> [INPUT]
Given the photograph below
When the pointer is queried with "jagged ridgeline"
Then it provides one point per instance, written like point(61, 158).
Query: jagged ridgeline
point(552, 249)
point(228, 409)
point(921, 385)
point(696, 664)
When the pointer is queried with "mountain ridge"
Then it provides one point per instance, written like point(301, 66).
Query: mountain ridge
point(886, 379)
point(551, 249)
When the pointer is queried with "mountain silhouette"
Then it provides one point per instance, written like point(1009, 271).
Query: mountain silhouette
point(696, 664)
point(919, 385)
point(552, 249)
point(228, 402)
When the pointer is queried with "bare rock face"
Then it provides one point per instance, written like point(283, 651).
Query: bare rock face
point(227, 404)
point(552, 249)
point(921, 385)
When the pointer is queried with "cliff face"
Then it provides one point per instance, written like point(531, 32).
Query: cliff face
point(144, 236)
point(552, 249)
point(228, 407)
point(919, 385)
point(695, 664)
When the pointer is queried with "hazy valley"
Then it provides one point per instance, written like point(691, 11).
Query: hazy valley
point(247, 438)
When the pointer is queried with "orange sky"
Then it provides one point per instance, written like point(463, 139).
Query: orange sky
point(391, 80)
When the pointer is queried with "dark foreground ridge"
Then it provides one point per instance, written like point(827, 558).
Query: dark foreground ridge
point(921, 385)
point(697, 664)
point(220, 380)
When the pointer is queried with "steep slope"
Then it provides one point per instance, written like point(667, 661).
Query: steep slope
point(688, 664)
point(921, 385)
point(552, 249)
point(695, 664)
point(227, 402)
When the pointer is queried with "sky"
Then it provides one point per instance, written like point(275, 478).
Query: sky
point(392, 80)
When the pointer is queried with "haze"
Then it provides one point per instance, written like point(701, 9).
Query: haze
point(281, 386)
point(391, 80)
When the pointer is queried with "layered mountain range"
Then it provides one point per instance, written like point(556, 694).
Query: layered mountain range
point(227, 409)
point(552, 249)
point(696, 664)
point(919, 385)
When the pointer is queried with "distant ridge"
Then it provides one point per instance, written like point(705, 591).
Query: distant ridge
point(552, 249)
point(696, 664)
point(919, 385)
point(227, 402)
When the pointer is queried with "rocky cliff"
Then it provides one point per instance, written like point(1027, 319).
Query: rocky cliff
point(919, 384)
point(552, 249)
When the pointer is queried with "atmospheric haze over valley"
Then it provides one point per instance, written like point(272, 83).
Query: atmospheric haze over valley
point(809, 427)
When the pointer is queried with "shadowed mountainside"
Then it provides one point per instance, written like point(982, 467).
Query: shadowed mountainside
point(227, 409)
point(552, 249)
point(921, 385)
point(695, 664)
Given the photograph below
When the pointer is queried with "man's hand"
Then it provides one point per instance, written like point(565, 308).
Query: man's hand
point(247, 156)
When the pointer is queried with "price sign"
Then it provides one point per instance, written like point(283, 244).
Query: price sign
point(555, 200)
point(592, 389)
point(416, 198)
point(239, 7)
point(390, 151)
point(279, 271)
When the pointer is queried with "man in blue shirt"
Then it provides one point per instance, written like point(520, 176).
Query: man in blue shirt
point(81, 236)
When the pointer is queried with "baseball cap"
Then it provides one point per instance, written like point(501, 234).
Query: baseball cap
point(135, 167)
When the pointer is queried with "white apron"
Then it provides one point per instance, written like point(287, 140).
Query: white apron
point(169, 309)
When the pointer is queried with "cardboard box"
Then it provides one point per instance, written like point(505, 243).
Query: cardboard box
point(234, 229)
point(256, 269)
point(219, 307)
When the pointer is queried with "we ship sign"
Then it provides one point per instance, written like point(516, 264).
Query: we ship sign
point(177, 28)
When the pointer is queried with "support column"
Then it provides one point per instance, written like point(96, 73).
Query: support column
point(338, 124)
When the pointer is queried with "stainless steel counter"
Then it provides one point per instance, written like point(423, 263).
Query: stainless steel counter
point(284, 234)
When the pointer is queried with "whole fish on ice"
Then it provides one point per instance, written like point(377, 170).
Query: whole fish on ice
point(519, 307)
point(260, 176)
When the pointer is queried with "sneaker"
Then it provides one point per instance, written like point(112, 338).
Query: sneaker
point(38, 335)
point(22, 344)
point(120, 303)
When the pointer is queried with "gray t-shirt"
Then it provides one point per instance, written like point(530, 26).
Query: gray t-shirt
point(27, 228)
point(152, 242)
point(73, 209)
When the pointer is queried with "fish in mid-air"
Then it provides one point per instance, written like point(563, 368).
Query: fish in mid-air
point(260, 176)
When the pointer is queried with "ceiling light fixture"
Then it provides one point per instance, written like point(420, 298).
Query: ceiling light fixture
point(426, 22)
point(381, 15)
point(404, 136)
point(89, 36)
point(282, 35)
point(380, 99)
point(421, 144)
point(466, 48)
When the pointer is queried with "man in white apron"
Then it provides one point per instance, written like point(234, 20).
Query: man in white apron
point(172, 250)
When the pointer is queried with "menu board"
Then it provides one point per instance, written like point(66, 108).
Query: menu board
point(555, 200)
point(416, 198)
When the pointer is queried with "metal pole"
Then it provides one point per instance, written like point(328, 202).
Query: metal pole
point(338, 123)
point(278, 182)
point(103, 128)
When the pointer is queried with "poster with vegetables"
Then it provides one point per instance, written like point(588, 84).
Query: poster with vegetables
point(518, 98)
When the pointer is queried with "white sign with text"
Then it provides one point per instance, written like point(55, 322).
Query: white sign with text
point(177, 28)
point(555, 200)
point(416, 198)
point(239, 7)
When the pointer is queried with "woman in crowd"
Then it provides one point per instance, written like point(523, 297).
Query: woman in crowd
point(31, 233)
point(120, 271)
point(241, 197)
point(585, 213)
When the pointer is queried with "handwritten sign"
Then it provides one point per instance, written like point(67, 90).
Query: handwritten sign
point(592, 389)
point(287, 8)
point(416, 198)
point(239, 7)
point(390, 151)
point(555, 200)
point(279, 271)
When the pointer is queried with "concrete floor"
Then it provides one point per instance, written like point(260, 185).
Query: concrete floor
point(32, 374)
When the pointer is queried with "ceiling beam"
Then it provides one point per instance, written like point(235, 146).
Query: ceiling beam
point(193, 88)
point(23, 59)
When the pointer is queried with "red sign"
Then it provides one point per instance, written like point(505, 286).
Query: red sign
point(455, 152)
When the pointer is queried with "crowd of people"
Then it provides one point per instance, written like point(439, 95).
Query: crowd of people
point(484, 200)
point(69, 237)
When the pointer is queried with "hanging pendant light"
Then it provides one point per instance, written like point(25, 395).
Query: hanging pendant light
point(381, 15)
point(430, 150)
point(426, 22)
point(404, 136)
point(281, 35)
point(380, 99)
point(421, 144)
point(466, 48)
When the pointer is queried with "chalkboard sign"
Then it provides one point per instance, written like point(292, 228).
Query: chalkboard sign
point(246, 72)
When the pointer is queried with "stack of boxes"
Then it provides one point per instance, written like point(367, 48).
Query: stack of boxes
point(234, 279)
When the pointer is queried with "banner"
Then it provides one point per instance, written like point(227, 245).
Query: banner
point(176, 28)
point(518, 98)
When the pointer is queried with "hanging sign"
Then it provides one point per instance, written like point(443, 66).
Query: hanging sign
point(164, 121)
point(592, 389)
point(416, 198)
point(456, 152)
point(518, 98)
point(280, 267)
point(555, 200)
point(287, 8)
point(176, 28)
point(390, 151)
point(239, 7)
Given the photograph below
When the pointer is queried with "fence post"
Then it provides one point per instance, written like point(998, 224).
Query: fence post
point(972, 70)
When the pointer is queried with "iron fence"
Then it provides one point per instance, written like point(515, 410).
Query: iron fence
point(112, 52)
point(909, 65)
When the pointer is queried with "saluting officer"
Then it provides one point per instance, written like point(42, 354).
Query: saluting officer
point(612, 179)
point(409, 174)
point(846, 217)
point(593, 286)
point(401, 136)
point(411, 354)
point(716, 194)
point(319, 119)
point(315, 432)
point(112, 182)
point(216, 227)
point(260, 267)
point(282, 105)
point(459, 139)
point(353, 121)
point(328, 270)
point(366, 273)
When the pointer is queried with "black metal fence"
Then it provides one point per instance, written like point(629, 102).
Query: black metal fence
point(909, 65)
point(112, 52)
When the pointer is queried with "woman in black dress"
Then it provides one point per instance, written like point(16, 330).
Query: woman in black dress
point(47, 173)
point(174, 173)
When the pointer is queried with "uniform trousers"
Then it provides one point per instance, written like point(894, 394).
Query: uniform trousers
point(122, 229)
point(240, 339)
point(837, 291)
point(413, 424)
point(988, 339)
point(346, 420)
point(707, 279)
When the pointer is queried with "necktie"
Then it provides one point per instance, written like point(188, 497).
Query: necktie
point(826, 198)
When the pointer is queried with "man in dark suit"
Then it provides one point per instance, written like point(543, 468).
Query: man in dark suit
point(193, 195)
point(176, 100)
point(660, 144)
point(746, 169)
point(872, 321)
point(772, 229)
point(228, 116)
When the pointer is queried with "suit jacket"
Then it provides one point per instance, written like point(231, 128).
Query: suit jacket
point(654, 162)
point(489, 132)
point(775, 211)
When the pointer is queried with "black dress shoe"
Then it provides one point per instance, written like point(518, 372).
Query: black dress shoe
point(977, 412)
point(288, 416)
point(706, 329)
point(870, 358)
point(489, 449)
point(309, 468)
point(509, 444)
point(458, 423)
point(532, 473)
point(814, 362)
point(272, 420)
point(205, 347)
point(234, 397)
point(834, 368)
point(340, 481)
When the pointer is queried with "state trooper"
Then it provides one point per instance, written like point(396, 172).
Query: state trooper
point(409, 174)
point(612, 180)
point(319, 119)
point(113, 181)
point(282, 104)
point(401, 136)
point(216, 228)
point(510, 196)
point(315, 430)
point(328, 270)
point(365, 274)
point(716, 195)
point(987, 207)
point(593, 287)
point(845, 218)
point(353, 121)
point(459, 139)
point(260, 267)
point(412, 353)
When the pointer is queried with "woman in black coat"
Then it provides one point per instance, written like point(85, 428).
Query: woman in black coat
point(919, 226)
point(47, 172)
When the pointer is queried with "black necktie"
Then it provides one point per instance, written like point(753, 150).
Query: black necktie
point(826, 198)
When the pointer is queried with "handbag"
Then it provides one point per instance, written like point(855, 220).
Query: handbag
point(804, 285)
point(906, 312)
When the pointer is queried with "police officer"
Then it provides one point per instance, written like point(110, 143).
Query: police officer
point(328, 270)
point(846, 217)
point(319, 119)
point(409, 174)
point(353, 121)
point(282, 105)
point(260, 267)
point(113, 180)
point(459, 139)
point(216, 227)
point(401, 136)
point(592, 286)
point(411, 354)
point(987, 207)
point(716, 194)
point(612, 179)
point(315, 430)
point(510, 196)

> [WHAT IS ASKED]
Filter the material above for lines that contain the word "boxes" and copy each matching line. Case counts.

> [REPLY]
When the pointer is queried with "stack of boxes"
Query: stack of boxes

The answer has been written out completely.